Collected data entries
------------------------------------------------------------
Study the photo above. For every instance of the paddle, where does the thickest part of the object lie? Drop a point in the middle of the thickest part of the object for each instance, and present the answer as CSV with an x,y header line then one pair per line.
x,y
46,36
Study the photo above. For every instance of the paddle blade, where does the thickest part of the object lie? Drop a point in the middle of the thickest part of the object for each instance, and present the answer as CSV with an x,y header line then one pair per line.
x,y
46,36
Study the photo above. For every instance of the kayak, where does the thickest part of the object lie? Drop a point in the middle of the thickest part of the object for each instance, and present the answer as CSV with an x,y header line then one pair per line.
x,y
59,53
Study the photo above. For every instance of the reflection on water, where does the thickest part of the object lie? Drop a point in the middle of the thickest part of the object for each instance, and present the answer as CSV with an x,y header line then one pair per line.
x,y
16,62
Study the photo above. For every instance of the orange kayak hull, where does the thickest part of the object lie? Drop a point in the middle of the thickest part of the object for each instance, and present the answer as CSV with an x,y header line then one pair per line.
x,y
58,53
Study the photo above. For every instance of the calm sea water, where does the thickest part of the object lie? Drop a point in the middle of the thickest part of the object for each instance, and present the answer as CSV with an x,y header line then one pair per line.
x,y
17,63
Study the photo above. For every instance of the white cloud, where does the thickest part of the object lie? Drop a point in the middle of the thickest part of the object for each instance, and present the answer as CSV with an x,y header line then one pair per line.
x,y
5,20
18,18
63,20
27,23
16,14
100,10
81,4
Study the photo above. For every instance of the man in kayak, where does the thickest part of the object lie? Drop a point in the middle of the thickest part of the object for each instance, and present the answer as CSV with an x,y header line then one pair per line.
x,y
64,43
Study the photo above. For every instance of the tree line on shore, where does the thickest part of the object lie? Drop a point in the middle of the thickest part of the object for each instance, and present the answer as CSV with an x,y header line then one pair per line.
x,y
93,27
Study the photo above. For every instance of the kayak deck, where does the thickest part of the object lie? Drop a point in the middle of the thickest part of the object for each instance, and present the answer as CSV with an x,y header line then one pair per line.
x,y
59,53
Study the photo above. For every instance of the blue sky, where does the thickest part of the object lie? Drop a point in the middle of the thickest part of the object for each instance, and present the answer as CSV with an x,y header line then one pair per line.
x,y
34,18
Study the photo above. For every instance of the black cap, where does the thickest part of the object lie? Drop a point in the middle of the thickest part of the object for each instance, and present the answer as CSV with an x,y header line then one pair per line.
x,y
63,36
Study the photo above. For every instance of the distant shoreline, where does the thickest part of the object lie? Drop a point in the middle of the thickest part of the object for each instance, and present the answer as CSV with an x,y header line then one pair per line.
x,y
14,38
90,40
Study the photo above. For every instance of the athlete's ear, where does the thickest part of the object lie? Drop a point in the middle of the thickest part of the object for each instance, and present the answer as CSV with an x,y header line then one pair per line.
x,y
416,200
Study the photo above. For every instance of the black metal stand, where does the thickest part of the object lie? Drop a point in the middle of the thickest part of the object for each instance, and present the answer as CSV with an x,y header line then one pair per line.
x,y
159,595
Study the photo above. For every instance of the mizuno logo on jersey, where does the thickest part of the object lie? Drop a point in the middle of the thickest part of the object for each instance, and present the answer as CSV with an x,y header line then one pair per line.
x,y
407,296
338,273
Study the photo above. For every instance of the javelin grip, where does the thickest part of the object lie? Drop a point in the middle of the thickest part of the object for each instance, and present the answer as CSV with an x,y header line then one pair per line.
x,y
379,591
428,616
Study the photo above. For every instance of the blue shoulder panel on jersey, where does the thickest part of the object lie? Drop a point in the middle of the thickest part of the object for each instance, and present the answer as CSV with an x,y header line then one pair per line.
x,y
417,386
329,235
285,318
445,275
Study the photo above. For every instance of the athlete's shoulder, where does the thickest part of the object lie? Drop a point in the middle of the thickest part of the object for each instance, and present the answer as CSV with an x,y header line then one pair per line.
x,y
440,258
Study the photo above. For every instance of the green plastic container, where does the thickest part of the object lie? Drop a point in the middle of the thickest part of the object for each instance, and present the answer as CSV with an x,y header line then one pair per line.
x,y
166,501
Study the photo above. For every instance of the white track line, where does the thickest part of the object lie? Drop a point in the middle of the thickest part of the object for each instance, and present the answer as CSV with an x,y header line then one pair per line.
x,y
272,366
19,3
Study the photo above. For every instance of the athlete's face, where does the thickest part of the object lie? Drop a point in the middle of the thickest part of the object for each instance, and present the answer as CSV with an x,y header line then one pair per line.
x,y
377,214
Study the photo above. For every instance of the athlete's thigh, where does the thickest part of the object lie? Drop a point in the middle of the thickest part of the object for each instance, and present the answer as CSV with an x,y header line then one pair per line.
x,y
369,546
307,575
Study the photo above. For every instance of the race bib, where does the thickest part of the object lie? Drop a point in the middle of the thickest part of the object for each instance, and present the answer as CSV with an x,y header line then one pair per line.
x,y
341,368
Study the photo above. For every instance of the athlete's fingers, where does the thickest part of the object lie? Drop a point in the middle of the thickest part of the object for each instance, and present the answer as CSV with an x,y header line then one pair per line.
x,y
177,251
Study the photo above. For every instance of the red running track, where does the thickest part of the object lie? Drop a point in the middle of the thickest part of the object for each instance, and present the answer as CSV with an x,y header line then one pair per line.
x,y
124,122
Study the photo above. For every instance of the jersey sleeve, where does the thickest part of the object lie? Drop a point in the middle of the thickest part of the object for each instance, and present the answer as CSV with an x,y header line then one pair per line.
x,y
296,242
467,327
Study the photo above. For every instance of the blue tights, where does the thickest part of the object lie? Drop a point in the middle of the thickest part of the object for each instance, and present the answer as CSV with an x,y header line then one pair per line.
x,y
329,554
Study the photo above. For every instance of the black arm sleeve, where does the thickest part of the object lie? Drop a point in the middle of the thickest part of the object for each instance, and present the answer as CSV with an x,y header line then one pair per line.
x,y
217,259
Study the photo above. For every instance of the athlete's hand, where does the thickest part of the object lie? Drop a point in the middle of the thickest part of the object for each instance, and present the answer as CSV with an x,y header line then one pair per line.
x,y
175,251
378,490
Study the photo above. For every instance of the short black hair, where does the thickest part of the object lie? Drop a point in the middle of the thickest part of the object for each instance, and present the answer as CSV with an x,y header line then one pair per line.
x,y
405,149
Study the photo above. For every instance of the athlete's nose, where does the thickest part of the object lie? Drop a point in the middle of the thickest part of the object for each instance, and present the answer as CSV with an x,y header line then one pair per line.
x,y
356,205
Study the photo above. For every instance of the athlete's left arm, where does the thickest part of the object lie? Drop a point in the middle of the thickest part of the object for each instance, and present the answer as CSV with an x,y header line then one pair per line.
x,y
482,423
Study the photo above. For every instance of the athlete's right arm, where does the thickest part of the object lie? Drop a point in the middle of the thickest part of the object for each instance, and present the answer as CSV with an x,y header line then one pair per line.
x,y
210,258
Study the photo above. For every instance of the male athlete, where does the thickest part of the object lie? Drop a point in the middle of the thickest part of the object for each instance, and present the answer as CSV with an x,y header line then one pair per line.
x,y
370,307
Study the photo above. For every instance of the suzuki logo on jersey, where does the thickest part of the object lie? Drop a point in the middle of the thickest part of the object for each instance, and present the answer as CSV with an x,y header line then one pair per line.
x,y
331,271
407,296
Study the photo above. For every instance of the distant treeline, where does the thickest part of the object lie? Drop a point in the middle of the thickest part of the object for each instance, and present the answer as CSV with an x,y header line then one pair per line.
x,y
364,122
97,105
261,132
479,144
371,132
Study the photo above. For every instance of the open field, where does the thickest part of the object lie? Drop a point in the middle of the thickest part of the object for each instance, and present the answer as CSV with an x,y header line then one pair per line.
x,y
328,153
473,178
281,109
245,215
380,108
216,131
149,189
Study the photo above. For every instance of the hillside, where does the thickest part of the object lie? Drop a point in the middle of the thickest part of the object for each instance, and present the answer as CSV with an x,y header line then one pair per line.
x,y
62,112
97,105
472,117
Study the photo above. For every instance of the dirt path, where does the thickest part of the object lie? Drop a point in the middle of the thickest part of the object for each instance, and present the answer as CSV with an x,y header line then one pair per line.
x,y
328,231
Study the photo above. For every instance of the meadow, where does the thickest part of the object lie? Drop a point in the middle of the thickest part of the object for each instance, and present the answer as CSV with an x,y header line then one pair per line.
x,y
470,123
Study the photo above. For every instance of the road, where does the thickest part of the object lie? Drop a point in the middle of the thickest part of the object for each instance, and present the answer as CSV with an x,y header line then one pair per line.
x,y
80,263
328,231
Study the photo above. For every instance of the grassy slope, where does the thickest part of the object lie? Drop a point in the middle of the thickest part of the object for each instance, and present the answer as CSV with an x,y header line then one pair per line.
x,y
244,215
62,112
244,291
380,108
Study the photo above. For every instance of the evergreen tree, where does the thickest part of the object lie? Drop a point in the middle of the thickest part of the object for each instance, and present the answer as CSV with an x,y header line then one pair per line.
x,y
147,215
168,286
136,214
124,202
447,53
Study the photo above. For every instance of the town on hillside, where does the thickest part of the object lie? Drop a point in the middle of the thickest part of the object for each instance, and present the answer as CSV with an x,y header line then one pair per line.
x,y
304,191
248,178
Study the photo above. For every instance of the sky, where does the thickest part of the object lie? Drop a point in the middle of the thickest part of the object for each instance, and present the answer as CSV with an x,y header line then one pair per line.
------------------------------------------------------------
Your goal
Repeat only the stretch of lines that begins at the line containing "Study the photo above. For every instance of the grassy" and ends at the last line above, both included.

The result
Study the photo above. For every instance of the grassy slope, where does the thickest part of the object lie? Drop a point in the middle of the thickest part of the object for each instance, and present the answer as CSV with an x,y header line then one pair per line.
x,y
244,215
62,112
244,291
380,108
Study the photo above. For every instance of the evergreen tree, where does the thickest part of the object lie? Drop a point in the middle of the thickest part of the object for each instance, and present the answer as CSV with an x,y header line then one pair per line.
x,y
147,215
168,286
136,214
124,202
447,53
Study the photo above. For every instance of the town on hillside, where does the thickest part of the object lie? Drop a point in the middle of the thickest part of the object for each instance, and present the answer as CSV with an x,y header line then one pair per line.
x,y
304,191
248,178
Study the photo above. For every instance of the sky, where does the thickest part of the object lie? Drop a point in the middle of the thickest part of the object for each instance, and present the answer as CSV with an x,y header line then one pair per line.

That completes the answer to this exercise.